[begin Task data]

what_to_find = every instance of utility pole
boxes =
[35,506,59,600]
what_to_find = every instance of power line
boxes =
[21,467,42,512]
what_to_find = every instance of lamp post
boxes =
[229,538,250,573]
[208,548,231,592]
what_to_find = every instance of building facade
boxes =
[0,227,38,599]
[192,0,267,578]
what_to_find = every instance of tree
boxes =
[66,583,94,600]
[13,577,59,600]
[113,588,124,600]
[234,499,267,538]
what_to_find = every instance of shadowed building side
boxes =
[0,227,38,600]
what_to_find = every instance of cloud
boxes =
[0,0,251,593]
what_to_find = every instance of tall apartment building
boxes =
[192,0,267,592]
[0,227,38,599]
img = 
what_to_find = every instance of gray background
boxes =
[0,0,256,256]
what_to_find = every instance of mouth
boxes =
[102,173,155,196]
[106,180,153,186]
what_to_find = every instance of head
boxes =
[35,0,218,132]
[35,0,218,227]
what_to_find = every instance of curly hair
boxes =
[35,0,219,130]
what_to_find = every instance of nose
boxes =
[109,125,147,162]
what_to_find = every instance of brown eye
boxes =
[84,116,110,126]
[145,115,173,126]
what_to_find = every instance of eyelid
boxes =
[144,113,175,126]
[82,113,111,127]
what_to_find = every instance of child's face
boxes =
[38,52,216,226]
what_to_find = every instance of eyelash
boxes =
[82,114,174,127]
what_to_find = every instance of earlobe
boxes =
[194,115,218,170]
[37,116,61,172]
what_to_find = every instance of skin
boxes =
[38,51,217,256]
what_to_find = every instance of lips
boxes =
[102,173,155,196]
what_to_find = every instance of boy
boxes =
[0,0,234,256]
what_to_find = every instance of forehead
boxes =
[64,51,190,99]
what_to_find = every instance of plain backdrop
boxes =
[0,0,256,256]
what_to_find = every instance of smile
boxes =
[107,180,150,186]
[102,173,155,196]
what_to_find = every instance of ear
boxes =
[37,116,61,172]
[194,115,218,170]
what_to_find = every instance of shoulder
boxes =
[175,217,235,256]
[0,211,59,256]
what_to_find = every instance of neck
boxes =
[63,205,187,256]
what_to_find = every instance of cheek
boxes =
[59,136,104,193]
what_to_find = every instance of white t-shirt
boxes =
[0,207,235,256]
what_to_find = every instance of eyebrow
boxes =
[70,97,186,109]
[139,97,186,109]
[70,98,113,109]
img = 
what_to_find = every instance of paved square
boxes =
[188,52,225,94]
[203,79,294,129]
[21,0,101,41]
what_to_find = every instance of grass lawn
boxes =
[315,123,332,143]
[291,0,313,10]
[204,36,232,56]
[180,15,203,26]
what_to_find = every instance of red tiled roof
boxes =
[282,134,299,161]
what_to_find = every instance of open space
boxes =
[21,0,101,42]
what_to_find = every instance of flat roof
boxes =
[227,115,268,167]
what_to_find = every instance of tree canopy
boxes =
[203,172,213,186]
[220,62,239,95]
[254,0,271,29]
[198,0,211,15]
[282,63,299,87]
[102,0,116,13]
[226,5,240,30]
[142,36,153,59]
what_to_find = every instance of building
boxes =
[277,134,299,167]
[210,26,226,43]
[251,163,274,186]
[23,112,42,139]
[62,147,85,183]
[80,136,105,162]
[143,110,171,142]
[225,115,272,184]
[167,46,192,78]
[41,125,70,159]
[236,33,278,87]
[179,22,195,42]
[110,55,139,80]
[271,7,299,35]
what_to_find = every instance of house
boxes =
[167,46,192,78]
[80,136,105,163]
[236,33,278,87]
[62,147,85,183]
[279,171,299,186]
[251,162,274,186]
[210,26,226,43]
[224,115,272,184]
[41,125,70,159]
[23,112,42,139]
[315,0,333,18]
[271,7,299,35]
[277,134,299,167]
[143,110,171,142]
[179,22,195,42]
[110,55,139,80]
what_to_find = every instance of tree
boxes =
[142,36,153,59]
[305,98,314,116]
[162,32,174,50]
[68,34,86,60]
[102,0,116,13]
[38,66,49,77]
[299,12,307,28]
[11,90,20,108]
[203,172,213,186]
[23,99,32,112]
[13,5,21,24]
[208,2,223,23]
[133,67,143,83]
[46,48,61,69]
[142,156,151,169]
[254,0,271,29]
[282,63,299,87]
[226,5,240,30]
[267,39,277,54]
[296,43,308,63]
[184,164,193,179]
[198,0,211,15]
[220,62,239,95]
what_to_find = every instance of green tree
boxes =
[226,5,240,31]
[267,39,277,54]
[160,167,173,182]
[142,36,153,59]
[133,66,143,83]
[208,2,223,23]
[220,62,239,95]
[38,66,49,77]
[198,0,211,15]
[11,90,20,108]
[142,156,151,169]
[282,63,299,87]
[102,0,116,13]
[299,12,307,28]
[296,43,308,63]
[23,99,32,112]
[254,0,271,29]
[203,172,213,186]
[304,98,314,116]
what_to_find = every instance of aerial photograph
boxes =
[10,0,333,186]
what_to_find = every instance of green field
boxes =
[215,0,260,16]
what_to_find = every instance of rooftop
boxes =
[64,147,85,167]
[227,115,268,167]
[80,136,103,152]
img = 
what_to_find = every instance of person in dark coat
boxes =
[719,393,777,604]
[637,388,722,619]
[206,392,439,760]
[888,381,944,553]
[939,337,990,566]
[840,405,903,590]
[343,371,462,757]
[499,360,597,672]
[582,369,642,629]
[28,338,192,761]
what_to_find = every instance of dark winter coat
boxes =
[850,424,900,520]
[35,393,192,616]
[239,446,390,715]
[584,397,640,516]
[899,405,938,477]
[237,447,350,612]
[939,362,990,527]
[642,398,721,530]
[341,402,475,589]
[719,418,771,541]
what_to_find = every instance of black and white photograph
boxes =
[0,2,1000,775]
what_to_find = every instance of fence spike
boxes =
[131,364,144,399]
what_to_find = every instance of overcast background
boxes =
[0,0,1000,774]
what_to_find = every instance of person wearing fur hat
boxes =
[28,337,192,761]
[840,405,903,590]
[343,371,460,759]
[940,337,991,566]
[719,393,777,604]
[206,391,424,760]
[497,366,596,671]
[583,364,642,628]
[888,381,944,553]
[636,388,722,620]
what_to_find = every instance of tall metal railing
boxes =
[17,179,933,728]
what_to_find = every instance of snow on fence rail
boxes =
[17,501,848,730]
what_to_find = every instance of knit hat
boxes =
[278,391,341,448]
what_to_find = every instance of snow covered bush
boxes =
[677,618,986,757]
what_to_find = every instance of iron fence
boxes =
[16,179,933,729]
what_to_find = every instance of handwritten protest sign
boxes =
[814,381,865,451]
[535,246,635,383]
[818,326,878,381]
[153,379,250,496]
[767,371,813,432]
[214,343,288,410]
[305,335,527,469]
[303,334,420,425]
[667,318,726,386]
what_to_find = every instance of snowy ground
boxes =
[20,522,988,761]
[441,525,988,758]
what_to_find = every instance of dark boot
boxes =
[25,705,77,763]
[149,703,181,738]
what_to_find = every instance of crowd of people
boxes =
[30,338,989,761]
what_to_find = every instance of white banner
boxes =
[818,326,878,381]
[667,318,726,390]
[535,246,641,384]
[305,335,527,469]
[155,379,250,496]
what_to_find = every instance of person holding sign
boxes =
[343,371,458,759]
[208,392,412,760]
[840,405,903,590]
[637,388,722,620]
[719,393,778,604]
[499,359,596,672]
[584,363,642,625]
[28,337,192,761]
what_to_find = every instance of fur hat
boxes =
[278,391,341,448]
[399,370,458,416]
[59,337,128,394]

[end Task data]

Exercise requirements:
Turn every line of the entries above into a numbered list, leaving out any blank lines.

Written answer:
1. what_to_find = every instance of utility pole
2. boxes =
3. [35,506,59,600]
4. what_to_find = every instance of power line
5. boxes =
6. [21,467,42,512]
7. what_to_find = every instance of lamp post
8. boxes =
9. [229,538,250,573]
10. [208,548,231,592]
11. what_to_find = every instance of building facade
12. boxes =
13. [0,227,38,599]
14. [192,0,267,578]
15. what_to_find = every instance of tree
16. boxes =
17. [66,583,94,600]
18. [13,577,59,600]
19. [113,588,124,600]
20. [234,499,267,538]
21. what_to_find = every instance of shadowed building side
22. boxes =
23. [0,227,38,600]
24. what_to_find = every instance of cloud
25. boxes =
26. [0,0,251,593]
27. what_to_find = every instance of tall apartment building
28. boxes =
29. [192,0,267,592]
30. [0,227,38,599]
31. img = 
32. what_to_find = every instance of gray background
33. boxes =
34. [0,0,256,256]
35. what_to_find = every instance of mouth
36. boxes =
37. [102,173,155,196]
38. [106,180,153,186]
39. what_to_find = every instance of head
40. boxes =
41. [35,0,218,132]
42. [35,0,218,227]
43. what_to_find = every instance of curly hair
44. boxes =
45. [35,0,219,130]
46. what_to_find = every instance of nose
47. boxes =
48. [109,125,147,162]
49. what_to_find = every instance of brown eye
50. boxes =
51. [84,116,110,126]
52. [145,115,173,126]
53. what_to_find = every instance of eyelid
54. boxes =
55. [144,113,175,126]
56. [82,113,111,127]
57. what_to_find = every instance of child's face
58. boxes =
59. [38,52,216,226]
60. what_to_find = every instance of eyelash
61. boxes =
62. [82,114,174,127]
63. what_to_find = every instance of earlobe
64. boxes =
65. [194,115,218,170]
66. [37,116,61,172]
67. what_to_find = every instance of skin
68. boxes =
69. [38,51,217,256]
70. what_to_find = every instance of lips
71. boxes =
72. [102,173,155,196]
73. what_to_find = every instance of boy
74. boxes =
75. [0,0,234,256]
76. what_to_find = every instance of forehead
77. boxes =
78. [64,51,190,99]
79. what_to_find = every instance of plain backdrop
80. boxes =
81. [0,0,256,256]
82. what_to_find = every instance of smile
83. boxes =
84. [107,180,150,186]
85. [102,173,155,196]
86. what_to_find = every instance of ear
87. boxes =
88. [37,116,61,172]
89. [194,115,218,170]
90. what_to_find = every instance of shoulder
91. boxes =
92. [175,217,235,256]
93. [0,211,59,256]
94. what_to_find = every instance of neck
95. boxes =
96. [63,205,187,256]
97. what_to_find = every instance of cheek
98. boxes =
99. [59,136,104,193]
100. what_to_find = every instance of white t-shirt
101. boxes =
102. [0,207,235,256]
103. what_to_find = every instance of eyebrow
104. boxes =
105. [70,97,186,109]
106. [139,97,186,109]
107. [70,98,113,109]
108. img = 
109. what_to_find = every instance of paved square
110. boxes =
111. [188,52,225,94]
112. [203,79,294,129]
113. [21,0,101,41]
114. what_to_find = every instance of grass lawn
115. boxes =
116. [315,123,332,143]
117. [291,0,313,10]
118. [204,36,232,56]
119. [180,15,203,26]
120. what_to_find = every instance of red tiled roof
121. boxes =
122. [282,134,299,161]
123. what_to_find = every instance of open space
124. boxes =
125. [21,0,101,42]
126. what_to_find = every instance of flat roof
127. boxes =
128. [227,115,268,167]
129. what_to_find = every instance of tree canopy
130. boxes =
131. [203,172,213,186]
132. [220,62,239,95]
133. [254,0,271,29]
134. [198,0,211,15]
135. [282,63,299,87]
136. [102,0,116,13]
137. [226,5,240,30]
138. [142,36,153,59]
139. what_to_find = every instance of building
140. boxes =
141. [277,134,299,167]
142. [210,26,226,43]
143. [251,163,274,186]
144. [23,112,42,139]
145. [62,147,85,183]
146. [80,136,105,162]
147. [143,110,171,142]
148. [225,115,272,184]
149. [167,46,192,78]
150. [41,125,70,159]
151. [236,33,278,87]
152. [179,22,195,42]
153. [110,55,139,80]
154. [271,7,299,35]
155. what_to_find = every instance of house
156. boxes =
157. [167,46,192,78]
158. [80,136,105,163]
159. [236,33,278,87]
160. [62,147,85,183]
161. [279,171,299,186]
162. [251,162,274,186]
163. [210,26,226,43]
164. [224,115,272,184]
165. [41,125,70,159]
166. [23,112,42,139]
167. [315,0,333,18]
168. [271,7,299,35]
169. [277,134,299,167]
170. [143,110,171,142]
171. [179,22,195,42]
172. [110,55,139,80]
173. what_to_find = every instance of tree
174. boxes =
175. [142,36,153,59]
176. [305,98,314,116]
177. [162,32,174,50]
178. [68,34,86,60]
179. [102,0,116,13]
180. [38,66,49,77]
181. [299,12,307,28]
182. [11,90,20,108]
183. [203,172,213,186]
184. [23,99,32,112]
185. [13,5,21,24]
186. [208,2,223,23]
187. [133,67,143,83]
188. [46,48,61,69]
189. [142,156,151,169]
190. [254,0,271,29]
191. [282,63,299,87]
192. [226,5,240,30]
193. [267,39,277,54]
194. [296,43,308,63]
195. [184,164,193,179]
196. [198,0,211,15]
197. [220,62,239,95]
198. what_to_find = every instance of green tree
199. boxes =
200. [226,5,240,31]
201. [267,39,277,54]
202. [160,167,173,182]
203. [142,36,153,59]
204. [133,66,143,83]
205. [208,2,223,23]
206. [220,62,239,95]
207. [38,66,49,77]
208. [198,0,211,15]
209. [11,90,20,108]
210. [142,156,151,169]
211. [282,63,299,87]
212. [102,0,116,13]
213. [299,12,307,28]
214. [296,43,308,63]
215. [23,99,32,112]
216. [254,0,271,29]
217. [203,172,213,186]
218. [304,98,314,116]
219. what_to_find = every instance of aerial photograph
220. boxes =
221. [10,0,333,186]
222. what_to_find = every instance of green field
223. boxes =
224. [215,0,260,16]
225. what_to_find = every instance of rooftop
226. boxes =
227. [64,147,85,167]
228. [227,115,268,167]
229. [80,136,103,152]
230. img = 
231. what_to_find = every instance of person in dark coat
232. boxes =
233. [719,393,777,604]
234. [637,388,722,619]
235. [206,392,439,760]
236. [888,381,944,553]
237. [939,337,990,566]
238. [840,405,903,590]
239. [343,371,462,757]
240. [499,360,597,672]
241. [582,369,642,629]
242. [28,338,192,761]
243. what_to_find = every instance of dark winter coat
244. boxes =
245. [850,424,900,520]
246. [35,393,192,616]
247. [239,446,390,715]
248. [584,397,640,516]
249. [899,405,938,477]
250. [237,447,350,612]
251. [939,362,990,527]
252. [642,398,721,530]
253. [341,402,475,589]
254. [719,418,771,541]
255. what_to_find = every instance of black and white photograph
256. boxes =
257. [0,2,1000,775]
258. what_to_find = every instance of fence spike
259. boxes =
260. [131,364,144,399]
261. what_to_find = every instance of overcast background
262. boxes =
263. [0,0,1000,774]
264. what_to_find = every instance of person wearing fur hat
265. boxes =
266. [28,337,192,761]
267. [840,405,903,590]
268. [343,371,460,759]
269. [940,337,991,566]
270. [719,393,777,604]
271. [206,391,424,760]
272. [497,366,596,671]
273. [583,364,642,628]
274. [888,381,944,553]
275. [636,388,722,620]
276. what_to_find = every instance of tall metal railing
277. boxes =
278. [17,179,933,728]
279. what_to_find = every instance of snow on fence rail
280. boxes =
281. [17,501,848,730]
282. what_to_find = every instance of knit hat
283. boxes =
284. [278,391,341,448]
285. what_to_find = every instance of snow covered bush
286. boxes =
287. [677,618,986,757]
288. what_to_find = every instance of iron fence
289. boxes =
290. [16,179,933,729]
291. what_to_find = every instance of handwritten protest sign
292. boxes =
293. [814,381,865,451]
294. [535,246,635,383]
295. [818,326,878,381]
296. [153,379,250,496]
297. [767,371,813,432]
298. [214,343,288,410]
299. [305,335,527,469]
300. [303,334,420,425]
301. [667,318,726,386]
302. what_to_find = every instance of snowy ground
303. boxes =
304. [20,522,988,761]
305. [441,525,988,758]
306. what_to_find = every instance of dark boot
307. boxes =
308. [25,705,77,763]
309. [149,703,181,738]
310. what_to_find = every instance of crowd of people
311. boxes =
312. [30,338,989,761]
313. what_to_find = every instance of white banner
314. boxes =
315. [818,326,878,381]
316. [667,318,726,390]
317. [535,246,641,384]
318. [305,335,527,469]
319. [155,379,250,496]
320. what_to_find = every instance of person holding sign
321. boxes =
322. [343,371,458,759]
323. [208,392,412,760]
324. [840,405,903,590]
325. [637,388,722,620]
326. [719,393,778,604]
327. [499,359,596,672]
328. [584,363,642,625]
329. [28,337,192,761]
330. what_to_find = every instance of fur hat
331. boxes =
332. [278,391,341,448]
333. [399,370,458,416]
334. [59,337,128,394]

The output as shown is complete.